Segment Open

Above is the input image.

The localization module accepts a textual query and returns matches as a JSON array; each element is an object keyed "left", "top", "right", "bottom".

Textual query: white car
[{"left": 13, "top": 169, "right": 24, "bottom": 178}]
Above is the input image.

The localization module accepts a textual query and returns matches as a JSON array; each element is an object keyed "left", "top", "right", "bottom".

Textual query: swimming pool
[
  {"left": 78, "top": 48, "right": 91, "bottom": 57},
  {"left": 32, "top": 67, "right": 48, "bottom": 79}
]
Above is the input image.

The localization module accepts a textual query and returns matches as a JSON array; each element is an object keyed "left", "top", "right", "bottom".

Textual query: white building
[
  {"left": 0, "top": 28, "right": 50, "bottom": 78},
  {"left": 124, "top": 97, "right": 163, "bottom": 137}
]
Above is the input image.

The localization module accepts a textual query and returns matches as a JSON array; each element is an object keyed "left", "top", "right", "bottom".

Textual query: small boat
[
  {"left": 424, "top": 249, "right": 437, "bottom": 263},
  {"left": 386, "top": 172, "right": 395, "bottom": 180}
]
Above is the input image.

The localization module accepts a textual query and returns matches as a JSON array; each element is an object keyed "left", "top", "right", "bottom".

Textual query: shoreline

Segment Closed

## Task goal
Extract all the material, leaving every line as it is.

## Solution for this exercise
Above is the input image.

The localization module accepts a textual query and returns matches as a JSON array; each element is an object keyed "left", "top", "right", "bottom".

Textual query: white car
[{"left": 13, "top": 169, "right": 24, "bottom": 178}]
Above is the input image.

The localization module accepts a textual query and returns matches as a JSON array; each element is an object keyed "left", "top", "right", "bottom".

Textual query: swimming pool
[
  {"left": 78, "top": 48, "right": 91, "bottom": 57},
  {"left": 32, "top": 67, "right": 48, "bottom": 79}
]
Above is the input image.

The localization module accepts a textual query and returns matches as a JSON array; each element is an object keyed "left", "top", "right", "bottom".

Textual query: white building
[
  {"left": 0, "top": 28, "right": 50, "bottom": 78},
  {"left": 124, "top": 97, "right": 163, "bottom": 137}
]
Above is the input image.

The localization module accepts a textual query and returns matches as a JSON array; each element is an object keyed "left", "top", "right", "bottom".

Textual query: small boat
[
  {"left": 424, "top": 249, "right": 437, "bottom": 263},
  {"left": 386, "top": 172, "right": 395, "bottom": 180}
]
Above is the input image.

The localization module accepts a textual query and returns matches as a JSON array; each element is an object keyed "left", "top", "right", "bottom".

Textual query: shoreline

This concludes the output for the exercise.